- EXERCICE COURT A
Reproduisez fidèlement le passage de l'article sur The Da Vinci Curse qui commence par "02 mars 2018" et se poursuit jusqu'à "faire du tout.".

- EXTRAIT À LIRE
The Da Vinci Curse : un livre inspirant pour ceux qui auraient "trop d'intérêts"
02 mars 2018
5min
Autrice, consultante et conférencière sur le futur du travail, spécialiste de la productivité, de l’âge et du travail des femmes
Publié à compte d’auteur par un ingénieur aux multiples talents, Leonardo Lospennato, “La malédiction de Vinci” (The Da Vinci Curse) a été écrit pour tous ceux qui se disent “multipotentiels”. Dans notre monde d’informations pléthoriques et de choix abondants, vouer sa vie à une seule activité ou expertise professionnelles, c’est devenu difficile. Nous sommes de plus en plus nombreux à refuser de faire ce choix. Mais le problème quand on a “trop de centres d’intérêts et de talents”, c’est qu’à vouloir faire trop de choses, on risque de finir par ne rien faire du tout.
Le monde professionnel appartient encore aux spécialistes et les généralistes aux multiples talents ont parfois du mal à s’y faire une place. Bons dans plusieurs disciplines, comme Léonard de Vinci en son temps, ils restent “maudits” dans notre société actuelle qui privilégie l’expertise unique.
“Le manque de constance est le compagnon obscur de tous ceux qui essayent de suivre trop de routes en même temps.” - Leonardo Lospennato, La malédiction de Vinci
Pourquoi Léonard de Vinci ?
Léonard de Vinci est souvent décrit comme l’archétype de “l’homme de la Renaissance”, un génie universel, à la fois observateur et expérimentateur, dont l’immense curiosité n’avait d’égale que sa puissance d’invention. On dit parfois qu’il est le “plus grand peintre de l’histoire”, mais aussi la personne la plus talentueuse dans le plus grand nombre de domaines. Peu lui importait les “domaines”, qui n’étaient d’ailleurs pas structurés comme maintenant : il développait sans cesse de nouvelles intersections et cherchait réponses et inspiration dans des corpus variés.

- EXERCICE COURT B
Dans les lignes de données placées plus bas, après l'article, recopiez à l'identique celles qui vont de la ligne contenant "Target: blue sky" jusqu'à la ligne contenant "(1034, 531)", ces deux lignes comprises.

- MATÉRIEL

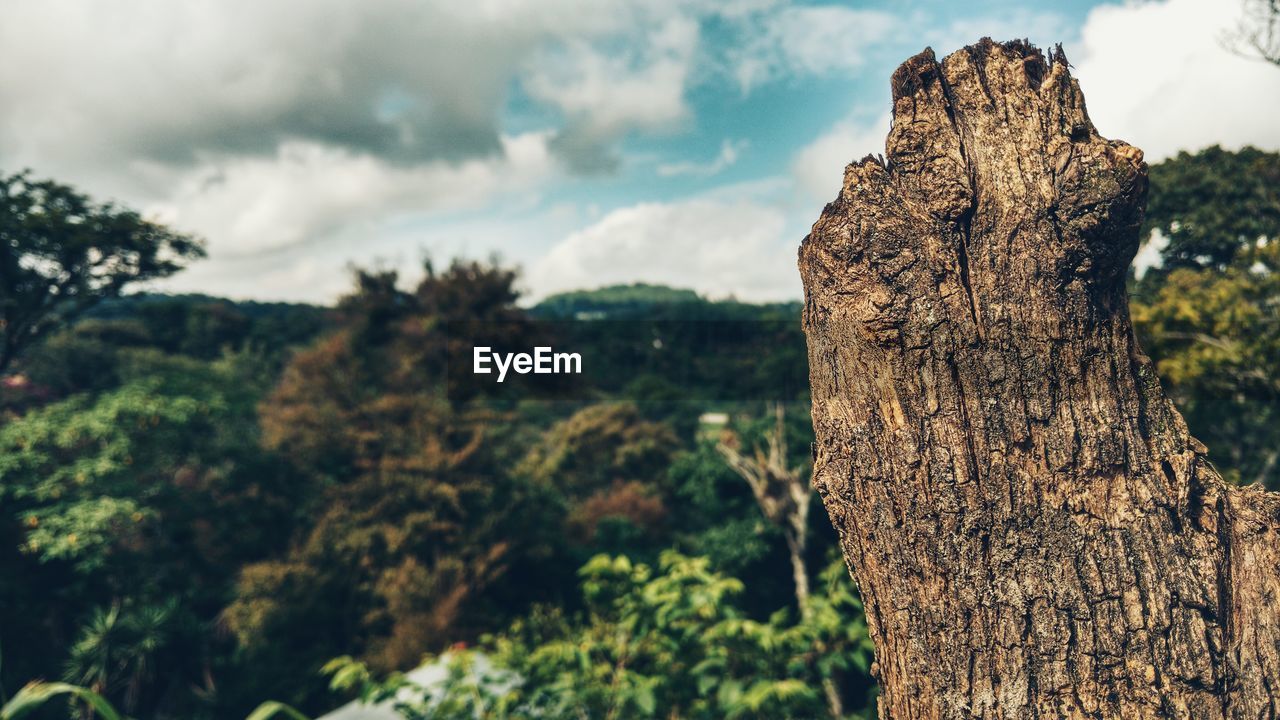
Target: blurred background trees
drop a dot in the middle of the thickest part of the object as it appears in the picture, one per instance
(204, 501)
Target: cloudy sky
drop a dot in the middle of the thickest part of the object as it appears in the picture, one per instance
(589, 141)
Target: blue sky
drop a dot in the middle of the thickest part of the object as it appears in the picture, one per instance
(589, 141)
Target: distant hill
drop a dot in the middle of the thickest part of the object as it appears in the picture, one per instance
(615, 300)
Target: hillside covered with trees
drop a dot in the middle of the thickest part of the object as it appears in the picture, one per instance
(205, 502)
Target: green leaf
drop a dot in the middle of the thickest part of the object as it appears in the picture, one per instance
(272, 709)
(36, 695)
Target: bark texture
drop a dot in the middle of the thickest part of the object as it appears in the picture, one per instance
(1034, 531)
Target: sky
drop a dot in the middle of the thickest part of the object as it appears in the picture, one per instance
(590, 142)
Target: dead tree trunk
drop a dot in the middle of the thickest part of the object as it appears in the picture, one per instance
(784, 497)
(1033, 529)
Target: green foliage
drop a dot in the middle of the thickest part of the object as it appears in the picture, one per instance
(128, 513)
(1211, 315)
(666, 643)
(63, 253)
(1214, 205)
(33, 696)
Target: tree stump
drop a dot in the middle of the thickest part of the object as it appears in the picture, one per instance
(1033, 529)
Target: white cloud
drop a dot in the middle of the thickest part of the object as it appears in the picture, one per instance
(716, 246)
(1156, 76)
(604, 92)
(807, 40)
(309, 191)
(819, 167)
(730, 150)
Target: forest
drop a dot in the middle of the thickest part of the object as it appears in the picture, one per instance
(206, 505)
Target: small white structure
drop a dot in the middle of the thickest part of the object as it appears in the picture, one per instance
(428, 678)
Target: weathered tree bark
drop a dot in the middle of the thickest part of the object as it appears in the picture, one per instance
(1033, 529)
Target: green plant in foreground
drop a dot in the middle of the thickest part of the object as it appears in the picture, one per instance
(37, 693)
(652, 643)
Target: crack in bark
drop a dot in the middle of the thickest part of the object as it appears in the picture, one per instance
(1057, 546)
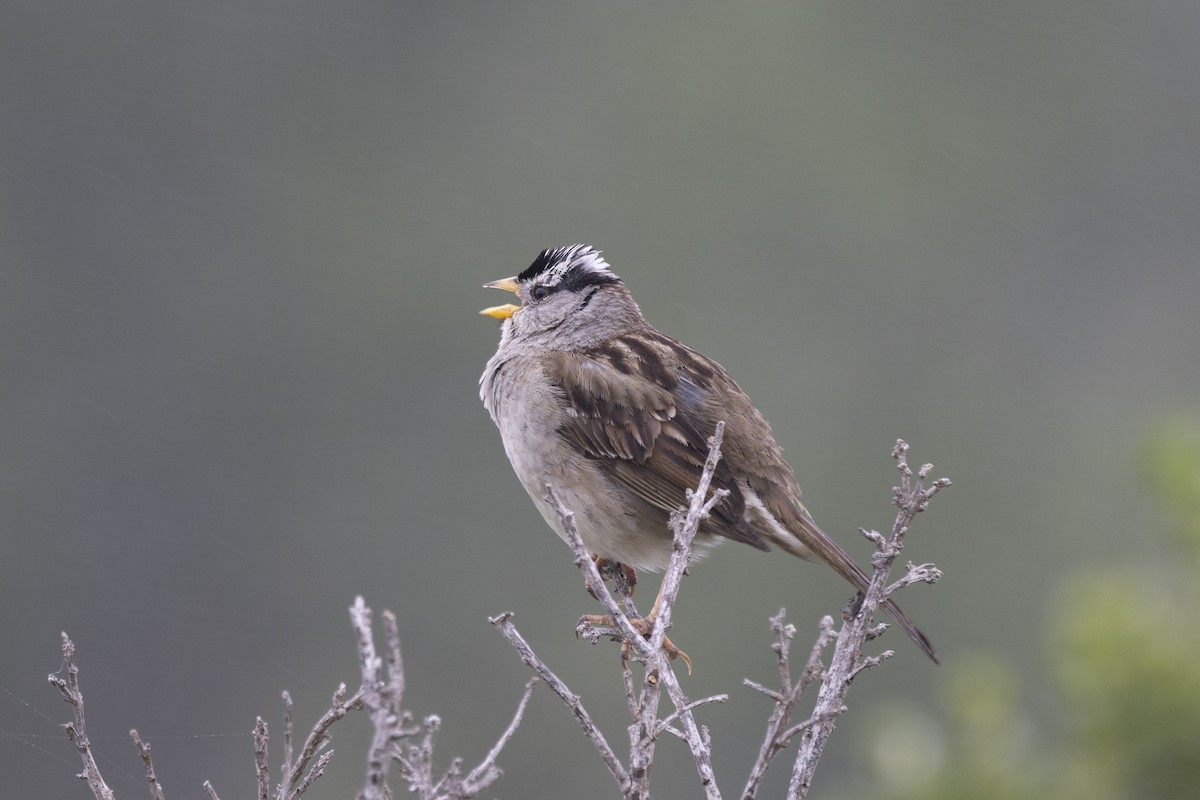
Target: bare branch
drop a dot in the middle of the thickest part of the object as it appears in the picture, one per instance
(504, 623)
(911, 498)
(318, 738)
(144, 751)
(778, 734)
(262, 763)
(77, 731)
(381, 698)
(481, 777)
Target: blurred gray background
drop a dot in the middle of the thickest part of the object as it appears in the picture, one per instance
(241, 247)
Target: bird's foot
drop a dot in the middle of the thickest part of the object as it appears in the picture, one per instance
(593, 626)
(623, 576)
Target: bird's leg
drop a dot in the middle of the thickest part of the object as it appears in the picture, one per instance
(625, 581)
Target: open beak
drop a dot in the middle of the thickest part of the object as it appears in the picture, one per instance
(507, 310)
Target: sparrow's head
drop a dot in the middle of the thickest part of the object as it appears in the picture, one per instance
(559, 280)
(569, 298)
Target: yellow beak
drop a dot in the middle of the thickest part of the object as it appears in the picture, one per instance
(507, 310)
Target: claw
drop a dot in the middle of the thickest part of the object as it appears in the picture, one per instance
(643, 626)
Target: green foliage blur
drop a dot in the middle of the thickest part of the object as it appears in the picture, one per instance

- RÉSULTAT OBTENU A
02 mars 2018
5min
Autrice, consultante et conférencière sur le futur du travail, spécialiste de la productivité, de l’âge et du travail des femmes
Publié à compte d’auteur par un ingénieur aux multiples talents, Leonardo Lospennato, “La malédiction de Vinci” (The Da Vinci Curse) a été écrit pour tous ceux qui se disent “multipotentiels”. Dans notre monde d’informations pléthoriques et de choix abondants, vouer sa vie à une seule activité ou expertise professionnelles, c’est devenu difficile. Nous sommes de plus en plus nombreux à refuser de faire ce choix. Mais le problème quand on a “trop de centres d’intérêts et de talents”, c’est qu’à vouloir faire trop de choses, on risque de finir par ne rien faire du tout.

- RÉSULTAT OBTENU B
Target: blue sky
drop a dot in the middle of the thickest part of the object as it appears in the picture, one per instance
(589, 141)
Target: distant hill
drop a dot in the middle of the thickest part of the object as it appears in the picture, one per instance
(615, 300)
Target: hillside covered with trees
drop a dot in the middle of the thickest part of the object as it appears in the picture, one per instance
(205, 502)
Target: green leaf
drop a dot in the middle of the thickest part of the object as it appears in the picture, one per instance
(272, 709)
(36, 695)
Target: bark texture
drop a dot in the middle of the thickest part of the object as it appears in the picture, one per instance
(1034, 531)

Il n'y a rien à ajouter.